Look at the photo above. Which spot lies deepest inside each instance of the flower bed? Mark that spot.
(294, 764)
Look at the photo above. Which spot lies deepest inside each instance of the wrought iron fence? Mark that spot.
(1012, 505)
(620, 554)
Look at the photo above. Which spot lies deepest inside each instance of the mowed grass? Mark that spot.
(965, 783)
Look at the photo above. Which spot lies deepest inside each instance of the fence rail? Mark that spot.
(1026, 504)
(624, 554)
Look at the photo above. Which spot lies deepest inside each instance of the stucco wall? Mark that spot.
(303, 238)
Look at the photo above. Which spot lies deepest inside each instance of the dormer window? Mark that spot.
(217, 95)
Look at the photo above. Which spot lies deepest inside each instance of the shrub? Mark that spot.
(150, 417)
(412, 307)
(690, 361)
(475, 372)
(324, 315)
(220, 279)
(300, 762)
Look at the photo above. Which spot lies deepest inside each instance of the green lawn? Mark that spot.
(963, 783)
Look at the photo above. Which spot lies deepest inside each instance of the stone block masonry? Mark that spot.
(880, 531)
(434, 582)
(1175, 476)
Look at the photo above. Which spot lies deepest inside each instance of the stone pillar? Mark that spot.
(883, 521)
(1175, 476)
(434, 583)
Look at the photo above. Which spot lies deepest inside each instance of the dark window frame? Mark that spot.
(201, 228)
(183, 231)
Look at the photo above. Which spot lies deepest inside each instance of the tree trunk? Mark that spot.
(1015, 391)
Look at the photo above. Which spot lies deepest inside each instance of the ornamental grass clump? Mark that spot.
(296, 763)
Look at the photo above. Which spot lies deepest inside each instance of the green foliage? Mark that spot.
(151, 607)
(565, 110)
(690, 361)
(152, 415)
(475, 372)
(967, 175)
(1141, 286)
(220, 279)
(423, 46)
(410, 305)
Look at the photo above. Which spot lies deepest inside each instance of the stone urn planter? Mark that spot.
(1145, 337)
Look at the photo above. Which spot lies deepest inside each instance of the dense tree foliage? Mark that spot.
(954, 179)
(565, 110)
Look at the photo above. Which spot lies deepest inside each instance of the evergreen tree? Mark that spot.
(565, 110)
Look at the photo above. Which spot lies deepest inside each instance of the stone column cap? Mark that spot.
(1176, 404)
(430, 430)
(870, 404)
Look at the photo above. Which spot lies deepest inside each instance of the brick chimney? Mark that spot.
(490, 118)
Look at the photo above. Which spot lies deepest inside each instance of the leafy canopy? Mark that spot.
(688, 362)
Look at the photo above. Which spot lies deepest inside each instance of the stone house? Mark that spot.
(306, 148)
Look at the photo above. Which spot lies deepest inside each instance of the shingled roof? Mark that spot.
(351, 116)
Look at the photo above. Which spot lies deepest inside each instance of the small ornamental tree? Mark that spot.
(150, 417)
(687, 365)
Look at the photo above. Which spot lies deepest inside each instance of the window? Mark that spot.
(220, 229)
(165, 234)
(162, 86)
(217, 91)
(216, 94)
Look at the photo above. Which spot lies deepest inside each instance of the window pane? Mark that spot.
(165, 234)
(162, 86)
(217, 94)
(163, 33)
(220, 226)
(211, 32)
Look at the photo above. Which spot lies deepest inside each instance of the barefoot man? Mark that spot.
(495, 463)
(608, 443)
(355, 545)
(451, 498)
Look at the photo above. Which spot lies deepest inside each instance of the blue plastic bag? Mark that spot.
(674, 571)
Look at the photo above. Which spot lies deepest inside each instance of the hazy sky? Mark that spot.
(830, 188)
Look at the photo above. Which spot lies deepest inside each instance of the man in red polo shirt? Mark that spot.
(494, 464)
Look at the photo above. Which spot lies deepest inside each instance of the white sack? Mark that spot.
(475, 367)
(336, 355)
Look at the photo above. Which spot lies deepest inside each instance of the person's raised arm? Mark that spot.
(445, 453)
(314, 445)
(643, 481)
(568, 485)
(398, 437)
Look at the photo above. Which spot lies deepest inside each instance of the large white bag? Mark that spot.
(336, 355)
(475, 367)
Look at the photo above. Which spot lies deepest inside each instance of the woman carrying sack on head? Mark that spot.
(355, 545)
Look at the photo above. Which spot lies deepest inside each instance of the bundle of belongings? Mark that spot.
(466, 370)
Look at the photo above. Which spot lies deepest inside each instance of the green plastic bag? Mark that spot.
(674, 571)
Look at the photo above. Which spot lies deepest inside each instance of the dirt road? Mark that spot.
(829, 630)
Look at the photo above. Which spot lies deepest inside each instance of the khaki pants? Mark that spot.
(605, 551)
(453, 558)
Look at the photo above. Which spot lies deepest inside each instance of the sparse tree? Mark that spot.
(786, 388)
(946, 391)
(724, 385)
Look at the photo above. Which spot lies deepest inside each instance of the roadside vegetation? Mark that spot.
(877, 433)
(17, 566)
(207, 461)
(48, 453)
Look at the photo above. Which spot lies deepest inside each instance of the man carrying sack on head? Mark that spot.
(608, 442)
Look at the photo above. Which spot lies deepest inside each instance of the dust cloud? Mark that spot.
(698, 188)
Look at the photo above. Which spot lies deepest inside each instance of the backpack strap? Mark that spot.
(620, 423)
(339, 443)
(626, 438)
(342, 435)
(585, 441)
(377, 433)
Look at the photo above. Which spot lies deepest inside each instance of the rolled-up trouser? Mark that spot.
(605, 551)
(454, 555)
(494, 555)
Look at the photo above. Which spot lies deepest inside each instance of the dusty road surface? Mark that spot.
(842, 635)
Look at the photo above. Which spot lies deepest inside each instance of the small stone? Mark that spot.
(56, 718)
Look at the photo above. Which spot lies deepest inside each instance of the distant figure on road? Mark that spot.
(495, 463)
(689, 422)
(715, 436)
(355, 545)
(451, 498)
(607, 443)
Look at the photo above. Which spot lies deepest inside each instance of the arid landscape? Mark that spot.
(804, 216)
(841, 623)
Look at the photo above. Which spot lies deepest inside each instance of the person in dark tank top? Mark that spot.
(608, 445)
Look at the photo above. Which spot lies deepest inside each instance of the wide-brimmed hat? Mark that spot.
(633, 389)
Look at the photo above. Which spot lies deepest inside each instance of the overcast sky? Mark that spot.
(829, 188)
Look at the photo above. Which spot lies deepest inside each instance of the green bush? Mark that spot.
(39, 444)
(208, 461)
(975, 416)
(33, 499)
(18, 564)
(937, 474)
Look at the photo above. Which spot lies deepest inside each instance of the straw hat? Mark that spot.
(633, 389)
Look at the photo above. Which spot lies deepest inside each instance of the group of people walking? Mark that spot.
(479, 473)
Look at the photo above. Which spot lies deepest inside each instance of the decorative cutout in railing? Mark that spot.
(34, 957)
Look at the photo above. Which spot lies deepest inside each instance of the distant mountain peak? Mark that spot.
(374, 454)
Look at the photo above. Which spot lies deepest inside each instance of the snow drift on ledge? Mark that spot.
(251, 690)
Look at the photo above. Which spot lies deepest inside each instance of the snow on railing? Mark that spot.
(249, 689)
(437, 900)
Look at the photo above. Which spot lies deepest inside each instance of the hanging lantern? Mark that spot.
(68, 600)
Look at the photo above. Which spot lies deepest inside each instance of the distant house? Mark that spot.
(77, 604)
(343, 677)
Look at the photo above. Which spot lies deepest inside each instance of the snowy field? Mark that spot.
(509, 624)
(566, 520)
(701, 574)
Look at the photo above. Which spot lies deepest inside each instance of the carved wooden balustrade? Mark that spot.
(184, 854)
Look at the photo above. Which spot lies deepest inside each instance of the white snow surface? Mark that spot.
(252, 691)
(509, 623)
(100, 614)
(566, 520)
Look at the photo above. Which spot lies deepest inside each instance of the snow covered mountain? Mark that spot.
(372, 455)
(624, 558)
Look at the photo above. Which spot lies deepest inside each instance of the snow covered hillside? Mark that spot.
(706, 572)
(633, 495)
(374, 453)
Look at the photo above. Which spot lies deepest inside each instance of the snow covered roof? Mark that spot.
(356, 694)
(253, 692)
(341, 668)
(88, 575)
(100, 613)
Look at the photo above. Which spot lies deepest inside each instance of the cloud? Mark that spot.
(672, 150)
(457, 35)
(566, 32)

Requirement |
Transcribe exactly, and only, the lines from the one with "covered roof? Mark that spot." through the last line of the data.

Response to this task |
Look at the photo above. Which spot lies deepest inside each instance of the snow covered roof? Mark that spot.
(356, 694)
(253, 692)
(341, 668)
(88, 575)
(100, 613)
Look at the photo above. Which spot lies deepest inside each instance of the cloud? Mark that spot.
(672, 150)
(457, 35)
(566, 32)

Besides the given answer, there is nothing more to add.